== Supplied information
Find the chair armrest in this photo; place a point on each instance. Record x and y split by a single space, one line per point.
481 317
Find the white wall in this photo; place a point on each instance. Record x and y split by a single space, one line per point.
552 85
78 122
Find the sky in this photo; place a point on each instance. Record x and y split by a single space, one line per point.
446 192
====
Each record must be copied out exactly and in full.

Response to the exercise >>
Find the chair armrest in this photo; place a point on each instance. Record x and y split by a single space, one line per point.
481 317
Find the white wall in this photo; place a point on each instance. Record x and y split by a single space, one line per point.
552 85
78 122
Find the sky in this photo; place a point on each instance. Record x and y split by a single space, one line per point.
446 192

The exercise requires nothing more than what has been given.